Entries for labeling image regions:
++++++++

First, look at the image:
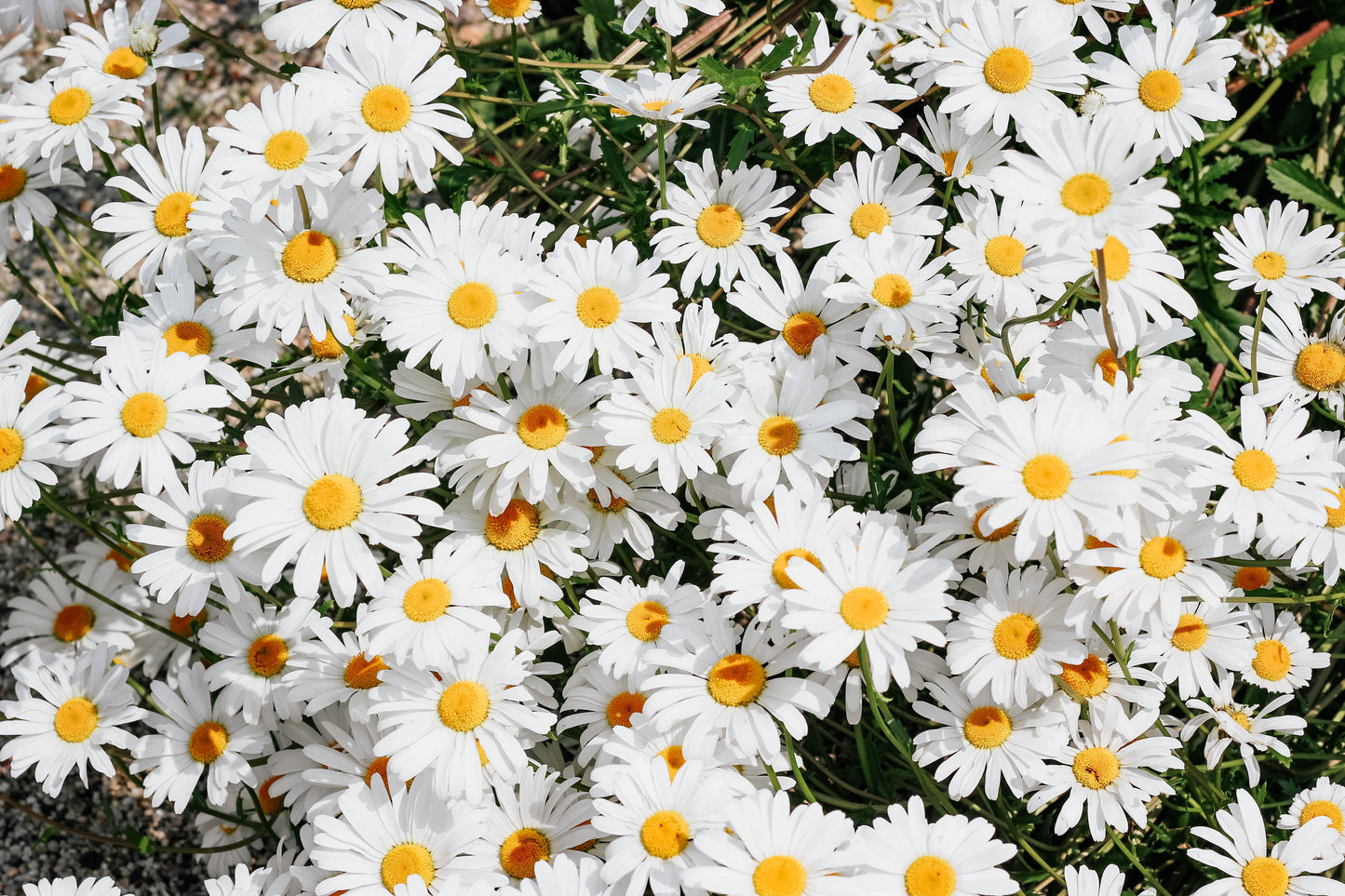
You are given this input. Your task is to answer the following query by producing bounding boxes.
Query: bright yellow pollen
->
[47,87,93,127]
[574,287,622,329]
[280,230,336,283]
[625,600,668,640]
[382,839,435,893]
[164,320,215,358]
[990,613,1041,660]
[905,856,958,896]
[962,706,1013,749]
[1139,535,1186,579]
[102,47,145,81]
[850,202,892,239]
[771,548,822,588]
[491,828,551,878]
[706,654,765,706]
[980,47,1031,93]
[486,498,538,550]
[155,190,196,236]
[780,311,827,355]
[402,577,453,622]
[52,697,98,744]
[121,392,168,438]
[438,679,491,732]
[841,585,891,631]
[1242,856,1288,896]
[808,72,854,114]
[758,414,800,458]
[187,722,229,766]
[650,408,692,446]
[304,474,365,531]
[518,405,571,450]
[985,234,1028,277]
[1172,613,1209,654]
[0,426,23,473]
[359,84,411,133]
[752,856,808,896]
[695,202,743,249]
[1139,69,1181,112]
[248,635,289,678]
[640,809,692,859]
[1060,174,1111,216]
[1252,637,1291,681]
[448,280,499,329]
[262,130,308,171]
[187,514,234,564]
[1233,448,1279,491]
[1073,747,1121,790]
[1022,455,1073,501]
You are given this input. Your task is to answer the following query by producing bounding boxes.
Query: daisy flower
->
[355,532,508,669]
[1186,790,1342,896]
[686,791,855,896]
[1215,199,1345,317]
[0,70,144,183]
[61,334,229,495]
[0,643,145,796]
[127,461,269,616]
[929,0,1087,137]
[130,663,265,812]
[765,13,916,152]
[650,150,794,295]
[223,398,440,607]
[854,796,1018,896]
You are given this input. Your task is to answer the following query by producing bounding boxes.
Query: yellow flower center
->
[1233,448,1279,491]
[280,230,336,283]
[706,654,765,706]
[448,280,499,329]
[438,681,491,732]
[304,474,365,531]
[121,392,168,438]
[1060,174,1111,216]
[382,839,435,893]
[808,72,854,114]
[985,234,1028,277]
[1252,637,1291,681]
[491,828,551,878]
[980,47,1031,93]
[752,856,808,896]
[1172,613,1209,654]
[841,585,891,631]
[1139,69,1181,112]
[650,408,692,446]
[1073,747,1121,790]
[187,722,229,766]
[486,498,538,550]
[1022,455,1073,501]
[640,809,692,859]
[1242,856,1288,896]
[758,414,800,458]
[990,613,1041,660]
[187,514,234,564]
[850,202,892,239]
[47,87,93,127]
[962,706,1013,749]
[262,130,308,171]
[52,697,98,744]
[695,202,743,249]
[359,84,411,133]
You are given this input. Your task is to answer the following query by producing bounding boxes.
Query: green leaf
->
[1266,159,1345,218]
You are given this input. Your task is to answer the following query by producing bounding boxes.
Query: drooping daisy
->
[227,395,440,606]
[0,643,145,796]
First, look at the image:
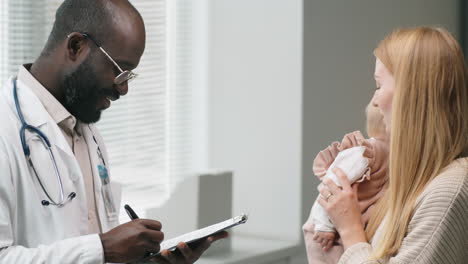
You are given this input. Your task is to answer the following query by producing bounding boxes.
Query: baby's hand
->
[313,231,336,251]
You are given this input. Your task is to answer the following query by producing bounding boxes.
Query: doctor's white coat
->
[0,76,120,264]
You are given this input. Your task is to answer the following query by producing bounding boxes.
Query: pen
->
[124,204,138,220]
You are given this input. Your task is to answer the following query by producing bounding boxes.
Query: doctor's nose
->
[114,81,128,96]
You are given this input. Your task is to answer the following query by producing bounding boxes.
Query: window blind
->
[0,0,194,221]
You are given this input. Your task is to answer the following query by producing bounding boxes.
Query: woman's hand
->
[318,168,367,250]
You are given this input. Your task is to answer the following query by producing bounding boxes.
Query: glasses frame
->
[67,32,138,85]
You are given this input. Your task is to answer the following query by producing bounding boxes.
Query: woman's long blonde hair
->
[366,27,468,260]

++++++++

- [To be done]: Rewrite all of the lines above as a Markdown table with two columns, No. and Text, and give each non-blank line its own numbered row. Skip blank lines, and leave the pictures out of your answer.

- [Exercise response]:
| No. | Text |
|---|---|
| 1 | First, look at the image: |
| 2 | You are given this input. Your task is to answer the following query by producing bounding boxes. |
| 3 | Query: bright yellow pollen |
| 4 | -> |
| 5 | [47,87,93,127] |
| 6 | [574,287,622,329] |
| 7 | [280,230,336,283] |
| 8 | [625,600,668,640] |
| 9 | [382,839,435,893] |
| 10 | [164,320,215,358] |
| 11 | [990,613,1041,660] |
| 12 | [905,856,958,896] |
| 13 | [962,706,1013,749] |
| 14 | [1139,535,1186,579] |
| 15 | [102,47,145,81] |
| 16 | [850,202,892,239] |
| 17 | [771,548,822,588] |
| 18 | [491,828,551,878] |
| 19 | [706,654,765,706] |
| 20 | [980,47,1031,93] |
| 21 | [486,498,538,550] |
| 22 | [155,190,196,236] |
| 23 | [780,311,827,355] |
| 24 | [402,577,453,622] |
| 25 | [52,697,98,744] |
| 26 | [121,392,168,438] |
| 27 | [438,679,491,732] |
| 28 | [841,585,891,631] |
| 29 | [1242,856,1288,896] |
| 30 | [808,72,854,114] |
| 31 | [758,414,800,458] |
| 32 | [187,722,229,766] |
| 33 | [650,408,692,446] |
| 34 | [304,474,365,531] |
| 35 | [518,405,571,450] |
| 36 | [985,234,1028,277] |
| 37 | [1172,613,1209,654] |
| 38 | [0,426,23,473] |
| 39 | [359,84,411,133] |
| 40 | [752,856,808,896] |
| 41 | [695,202,743,249] |
| 42 | [1139,69,1181,112] |
| 43 | [248,635,289,678] |
| 44 | [640,809,692,859] |
| 45 | [1060,174,1111,216] |
| 46 | [1252,637,1291,681] |
| 47 | [448,280,499,329] |
| 48 | [262,130,308,171] |
| 49 | [187,514,234,564] |
| 50 | [1233,448,1279,491] |
| 51 | [1073,747,1121,790] |
| 52 | [1022,455,1073,501] |
| 53 | You are given this input. Your task is to answer the following query by producing bounding boxes. |
| 54 | Query: daisy flower |
| 55 | -> |
| 56 | [355,532,508,669] |
| 57 | [1186,790,1342,896] |
| 58 | [686,791,855,896] |
| 59 | [1215,199,1345,317] |
| 60 | [0,70,144,183] |
| 61 | [61,334,229,495] |
| 62 | [0,643,145,796] |
| 63 | [127,461,269,616] |
| 64 | [929,0,1087,137] |
| 65 | [130,663,265,812] |
| 66 | [765,13,916,152] |
| 67 | [650,150,794,295] |
| 68 | [223,398,440,607] |
| 69 | [854,796,1018,896] |
| 70 | You are given this input. Your task is to answer the following query by producing bounding boxes. |
| 71 | Query: yellow flower center |
| 72 | -> |
| 73 | [1233,448,1279,491] |
| 74 | [280,230,336,283] |
| 75 | [706,654,765,706] |
| 76 | [448,280,499,329] |
| 77 | [438,681,491,732] |
| 78 | [304,474,365,531] |
| 79 | [121,392,168,438] |
| 80 | [1060,174,1111,216] |
| 81 | [382,839,435,893] |
| 82 | [808,72,854,114] |
| 83 | [985,234,1028,277] |
| 84 | [1252,637,1291,681] |
| 85 | [491,828,551,878] |
| 86 | [980,47,1031,93] |
| 87 | [752,856,808,896] |
| 88 | [1172,613,1209,654] |
| 89 | [841,585,891,631] |
| 90 | [1139,69,1181,112] |
| 91 | [650,408,692,446] |
| 92 | [1073,747,1121,790] |
| 93 | [187,722,229,766] |
| 94 | [486,498,538,550] |
| 95 | [1022,455,1073,501] |
| 96 | [640,809,692,859] |
| 97 | [1242,856,1288,896] |
| 98 | [758,414,800,458] |
| 99 | [990,613,1041,660] |
| 100 | [187,514,234,564] |
| 101 | [850,202,892,239] |
| 102 | [47,87,93,127] |
| 103 | [962,706,1013,749] |
| 104 | [262,130,308,171] |
| 105 | [52,697,98,744] |
| 106 | [695,202,743,249] |
| 107 | [359,84,411,133] |
| 108 | You are given this input. Your task is to answer the following query by producing bounding boxes. |
| 109 | Query: green leaf |
| 110 | -> |
| 111 | [1266,159,1345,218] |
| 112 | You are given this input. Your task is to answer the following query by producing bounding boxes. |
| 113 | Query: drooping daisy |
| 114 | -> |
| 115 | [227,395,440,606] |
| 116 | [0,643,145,796] |
| 117 | First, look at the image: |
| 118 | You are given this input. Your task is to answer the following query by producing bounding boxes. |
| 119 | Query: baby's hand |
| 120 | -> |
| 121 | [313,231,336,251] |
| 122 | You are given this input. Your task is to answer the following query by producing bounding boxes. |
| 123 | Query: doctor's white coat |
| 124 | -> |
| 125 | [0,76,120,264] |
| 126 | You are given this input. Your task is to answer the following query by producing bounding boxes. |
| 127 | Query: pen |
| 128 | -> |
| 129 | [124,204,138,220] |
| 130 | You are given this input. Your task is to answer the following query by producing bounding boxes. |
| 131 | Query: doctor's nose |
| 132 | -> |
| 133 | [114,81,128,96] |
| 134 | You are given this input. Your task is to answer the following query by producing bounding boxes. |
| 135 | Query: window blind |
| 136 | -> |
| 137 | [0,0,194,221] |
| 138 | You are given this input. Your task is to answer the following query by producing bounding boxes. |
| 139 | Query: woman's hand |
| 140 | -> |
| 141 | [318,168,367,250] |
| 142 | You are given this input. Your task is to answer the following query by producing bounding boxes. |
| 143 | Query: glasses frame |
| 144 | -> |
| 145 | [67,32,138,85] |
| 146 | You are given this input. Your task is to answer the following query by producing bounding boxes. |
| 147 | Query: woman's long blonde hair |
| 148 | -> |
| 149 | [366,27,468,260] |